**DOCUMENT EXCERPT**
Dance lives in the Bay Area with addresses at Tampa City Ballet, the Straz Center’s Next Generation Ballet, Jansen Dance Project, the University of South Florida, University of Tampa, Hillsborough Community College and a bevy of studios and dance schools.
A new nonprofit is on a mission to spark collaboration in that dance community, increase visibility and create more opportunities for dancers from the area to stay here and make a living.
Dance Tampa Bay’s partners include the likes of the Tampa Arts Alliance, UT, USF, HCC, Tampa City Ballet, Jansen Dance Project, Busch Gardens, the Straz and Hillsborough County Public Schools. The freshly minted nonprofit’s CEO Shana Corrada says the notion of Dance Tampa Bay first popped up in 2014.
“Leaders of dance in Tampa Bay got together and said, ‘We need to unify because we’re all over the place and not connected,’” Corrada says. "And it’s always been that way. The dance community has got their own little pockets and their calendars even overlap.”
But the plans fell by the wayside. Then the pandemic happened. Eventually, Corrada says everyone came back together at a Tampa area event she organized with New York-based Equus Projects, which puts on performances that mix dance with equestrian riders on horseback. They decided to make the long-lingering plan a reality.
“Someone needs to speak up for dance in Tampa Bay and really support what is going on,” Corrada says. “We need to make sure we market and help artists, especially new artists, who are moving here and starting companies. They need help to get going - finding venues, dancers, putting on auditions, finding rehearsal space.”
Creating more professional opportunities for dancers raised and trained in Tampa Bay to stay here and make a living is a focus. Corrada says the area has a strong reputation for developing dance talent. That’s one reason the Youth America Grand Prix- the world’s largest student ballet scholarship competition- selected Tampa for its finals in 2023.
“We are known as a hotbed of dance education,” Corrada says. “We have oodles of dance education in all different genres. Many of our dancers go leave here and become professional dancers in other places- Europe, New York and Los Angeles. They don’t stay in Tampa. That’s part of the problem. Tampa City Ballet, Next Generation Ballet, or other companies lose their dancers. They train them all the way. They get them to be these phenomenal dancers and then they leave. What we are trying to do is create a culture where dancers stay. That includes funding. That includes resources. That includes more adult classes. There are not professional adult classes for dancers in Tampa. They’re really hard to come by. We’re starting a push to get that going.”

**AVAILABLE DATA**
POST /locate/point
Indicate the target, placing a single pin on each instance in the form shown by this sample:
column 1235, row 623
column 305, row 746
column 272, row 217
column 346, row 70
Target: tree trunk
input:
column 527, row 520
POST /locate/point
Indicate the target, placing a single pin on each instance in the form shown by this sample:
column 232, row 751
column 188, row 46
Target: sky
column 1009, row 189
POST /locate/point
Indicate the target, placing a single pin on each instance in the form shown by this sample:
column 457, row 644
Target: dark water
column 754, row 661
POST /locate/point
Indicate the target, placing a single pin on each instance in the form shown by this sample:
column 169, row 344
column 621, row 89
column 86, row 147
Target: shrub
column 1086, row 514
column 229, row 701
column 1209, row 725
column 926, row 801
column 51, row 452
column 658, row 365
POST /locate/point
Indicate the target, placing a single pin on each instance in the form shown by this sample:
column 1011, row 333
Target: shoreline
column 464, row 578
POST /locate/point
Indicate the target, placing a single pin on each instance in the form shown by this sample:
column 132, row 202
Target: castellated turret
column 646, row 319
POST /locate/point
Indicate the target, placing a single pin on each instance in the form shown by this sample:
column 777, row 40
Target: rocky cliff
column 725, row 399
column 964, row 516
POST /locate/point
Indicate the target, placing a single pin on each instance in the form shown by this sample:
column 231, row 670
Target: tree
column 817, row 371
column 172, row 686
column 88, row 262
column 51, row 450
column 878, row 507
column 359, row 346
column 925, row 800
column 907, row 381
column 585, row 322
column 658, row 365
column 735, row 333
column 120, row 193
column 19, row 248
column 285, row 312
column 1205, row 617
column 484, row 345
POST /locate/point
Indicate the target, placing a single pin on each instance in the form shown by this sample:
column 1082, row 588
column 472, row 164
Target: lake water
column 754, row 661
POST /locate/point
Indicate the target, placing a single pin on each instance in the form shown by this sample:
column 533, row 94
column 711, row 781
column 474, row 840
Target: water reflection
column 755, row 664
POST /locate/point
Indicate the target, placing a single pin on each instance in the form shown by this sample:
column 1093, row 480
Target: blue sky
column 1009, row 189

**WORK REQUEST**
Rewrite the article on Tampa Bay's new dance nonprofit, starting with "Dance lives in" and going on through "and dance schools.", and swap "bevy" for "host".

**OUTPUT BELOW**
Dance lives in the Bay Area with addresses at Tampa City Ballet, the Straz Center’s Next Generation Ballet, Jansen Dance Project, the University of South Florida, University of Tampa, Hillsborough Community College and a host of studios and dance schools.